____ ENTRIES SHOWN

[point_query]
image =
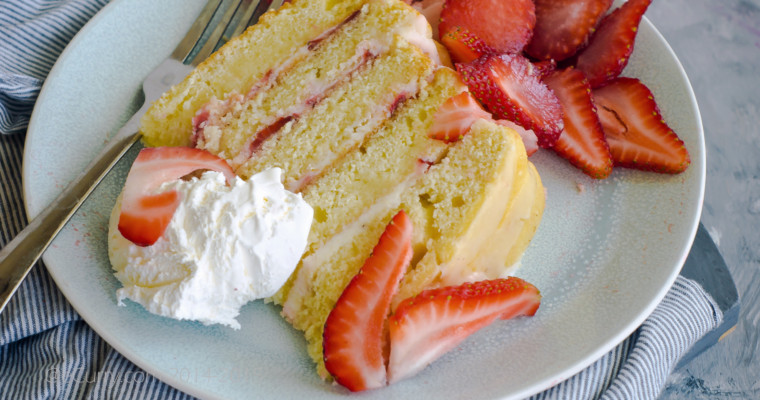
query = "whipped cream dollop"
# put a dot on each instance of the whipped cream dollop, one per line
(225, 246)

________

### EXERCISE REQUIREMENTS:
Output every line of the entries above as a Markdown table with the columns Row and Line, numbering the rows and skipping blank lines. Leave the pictures out of the answer.

### RESULT OF THIS TASK:
| Row | Line |
|---|---|
| 1 | [point_query] |
| 2 | image = |
| 3 | query = "whipped cream dollop" |
| 4 | # put a dot on each instance of the whipped cream dollop, one per line |
| 5 | (225, 246) |